• [Instructions to follow]: Rewrite all the items below, replacing "Target" with "Category" and leaving every other part of the lines untouched. Omit the pictures from your answer.

[Rows from a dataset]

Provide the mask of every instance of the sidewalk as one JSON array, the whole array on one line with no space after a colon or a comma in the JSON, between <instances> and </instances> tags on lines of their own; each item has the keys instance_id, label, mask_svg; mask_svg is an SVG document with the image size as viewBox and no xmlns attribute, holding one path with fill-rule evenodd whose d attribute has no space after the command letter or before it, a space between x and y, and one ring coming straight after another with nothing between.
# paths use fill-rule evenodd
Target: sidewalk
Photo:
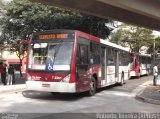
<instances>
[{"instance_id":1,"label":"sidewalk","mask_svg":"<svg viewBox=\"0 0 160 119\"><path fill-rule=\"evenodd\" d=\"M25 89L26 89L26 84L0 85L0 94L6 92L20 91Z\"/></svg>"},{"instance_id":2,"label":"sidewalk","mask_svg":"<svg viewBox=\"0 0 160 119\"><path fill-rule=\"evenodd\" d=\"M152 80L146 82L144 88L136 95L136 99L160 105L160 76L158 76L157 86L153 86Z\"/></svg>"},{"instance_id":3,"label":"sidewalk","mask_svg":"<svg viewBox=\"0 0 160 119\"><path fill-rule=\"evenodd\" d=\"M2 84L0 84L0 94L26 89L24 74L23 74L23 77L20 77L20 74L16 73L15 74L15 82L16 82L15 85L2 85Z\"/></svg>"}]
</instances>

• [Final result]:
Provide the mask of every instance of the sidewalk as one JSON array, the whole array on one line with no space after a colon or a comma in the JSON, between <instances> and </instances> tags on lines of their own; each item has the keys instance_id, label, mask_svg; mask_svg is an SVG document with the image size as viewBox and no xmlns attribute, holding one path with fill-rule evenodd whose d attribute has no space after the command letter or before it, a space between x and y, and one ring coming straight after another with nothing between.
# paths use fill-rule evenodd
Category: sidewalk
Photo:
<instances>
[{"instance_id":1,"label":"sidewalk","mask_svg":"<svg viewBox=\"0 0 160 119\"><path fill-rule=\"evenodd\" d=\"M25 89L26 89L26 84L0 85L0 94L6 92L20 91Z\"/></svg>"},{"instance_id":2,"label":"sidewalk","mask_svg":"<svg viewBox=\"0 0 160 119\"><path fill-rule=\"evenodd\" d=\"M152 80L146 82L144 88L136 95L136 99L160 105L160 76L158 76L157 86L153 86Z\"/></svg>"},{"instance_id":3,"label":"sidewalk","mask_svg":"<svg viewBox=\"0 0 160 119\"><path fill-rule=\"evenodd\" d=\"M2 84L0 84L0 94L26 89L24 74L23 74L23 77L20 77L20 74L16 73L15 74L15 82L16 82L15 85L2 85Z\"/></svg>"}]
</instances>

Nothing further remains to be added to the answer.